Exercice proposé 1:
Répondez à ces questions à partir du texte sur l'interdiction des vols intérieurs.
(a) Combien de fois l'avion émet-il plus de CO2 que le train sur un trajet national, par kilomètre parcouru et personne transportée ?
(b) Quel article du projet de loi Climat et Résilience reprend cette proposition ?
(c) Quelles sont les cinq lignes concernées par la fermeture des liaisons aériennes ?
Exercice proposé 2:
Remplacez "première lecture" par "deuxième lecture" dans le passage du texte sur l'interdiction des vols intérieurs compris entre "L’article 36 du" et "liaison Paris Orly-Bordeaux.", bornes incluses, puis donnez ce passage modifié.

Interdire les vols intérieurs réalisables en moins de 4h en train, proposition issue des travaux de la convention citoyenne pour le climat, trouve sa justification dans le fait qu’à trajet équivalent, le transport ferroviaire est bien plus respectueux du climat que l’avion. Ainsi, en prenant en compte les seules émissions de CO2, l’avion est 14 à 40 fois plus émetteur de CO2 que le train, par kilomètre parcouru et personne transportée, sur un trajet national.

L’article 36 du projet de loi Climat et Résilience adopté en première lecture à l’Assemblée Nationale n’a repris que très partiellement cette proposition. Seules les liaisons aériennes réalisables en train en moins de 2h30 seront fermées, ce qui concerne 5 lignes : Paris-Bordeaux, Paris-Lyon, Paris-Nantes, Paris-Rennes et Lyon-Marseille. Cependant, l’introduction d’une possibilité de dérogation pour les liaisons où les passagers en correspondance avec une autre liaison aérienne sont majoritaires est susceptible de limiter encore plus le champ d’application de cette mesure, à la seule liaison Paris Orly-Bordeaux.

Éléments répertoriés dans un jeu de données:
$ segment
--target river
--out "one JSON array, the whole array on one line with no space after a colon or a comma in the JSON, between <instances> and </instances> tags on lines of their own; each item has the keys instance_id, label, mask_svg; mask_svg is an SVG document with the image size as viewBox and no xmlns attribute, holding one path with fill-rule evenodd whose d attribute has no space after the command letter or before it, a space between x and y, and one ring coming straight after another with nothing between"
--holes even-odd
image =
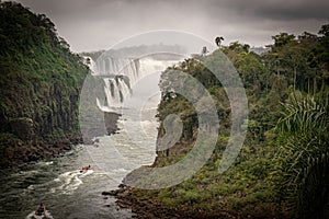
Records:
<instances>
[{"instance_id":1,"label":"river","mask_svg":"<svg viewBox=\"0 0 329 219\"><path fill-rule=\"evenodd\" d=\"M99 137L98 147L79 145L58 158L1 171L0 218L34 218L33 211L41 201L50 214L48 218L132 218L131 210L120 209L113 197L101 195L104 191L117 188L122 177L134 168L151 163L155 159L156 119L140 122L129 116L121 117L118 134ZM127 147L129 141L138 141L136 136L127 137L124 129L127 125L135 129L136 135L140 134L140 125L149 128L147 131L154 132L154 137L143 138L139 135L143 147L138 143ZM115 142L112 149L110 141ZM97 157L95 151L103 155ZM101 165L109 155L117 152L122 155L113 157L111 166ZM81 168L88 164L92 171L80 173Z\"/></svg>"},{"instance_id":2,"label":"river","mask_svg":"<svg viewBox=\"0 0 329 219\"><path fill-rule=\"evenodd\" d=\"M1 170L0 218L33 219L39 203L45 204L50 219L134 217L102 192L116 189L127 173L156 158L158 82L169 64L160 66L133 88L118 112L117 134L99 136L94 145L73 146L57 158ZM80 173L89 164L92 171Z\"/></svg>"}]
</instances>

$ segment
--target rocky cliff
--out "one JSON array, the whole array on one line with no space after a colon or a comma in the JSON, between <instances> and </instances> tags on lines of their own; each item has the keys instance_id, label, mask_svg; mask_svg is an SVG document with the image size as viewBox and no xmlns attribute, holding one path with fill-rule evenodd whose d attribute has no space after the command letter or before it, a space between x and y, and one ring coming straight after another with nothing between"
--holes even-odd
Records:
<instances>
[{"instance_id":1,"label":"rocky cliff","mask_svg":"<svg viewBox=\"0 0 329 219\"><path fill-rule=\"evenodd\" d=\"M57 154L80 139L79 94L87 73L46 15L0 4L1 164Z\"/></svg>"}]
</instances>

Corrigé 1:
(a) L'avion émet de 14 à 40 fois plus de CO2 que le train.
(b) C'est l'article 36.
(c) Ce sont Paris-Bordeaux, Paris-Lyon, Paris-Nantes, Paris-Rennes et Lyon-Marseille.

Corrigé 2:
L’article 36 du projet de loi Climat et Résilience adopté en deuxième lecture à l’Assemblée Nationale n’a repris que très partiellement cette proposition. Seules les liaisons aériennes réalisables en train en moins de 2h30 seront fermées, ce qui concerne 5 lignes : Paris-Bordeaux, Paris-Lyon, Paris-Nantes, Paris-Rennes et Lyon-Marseille. Cependant, l’introduction d’une possibilité de dérogation pour les liaisons où les passagers en correspondance avec une autre liaison aérienne sont majoritaires est susceptible de limiter encore plus le champ d’application de cette mesure, à la seule liaison Paris Orly-Bordeaux.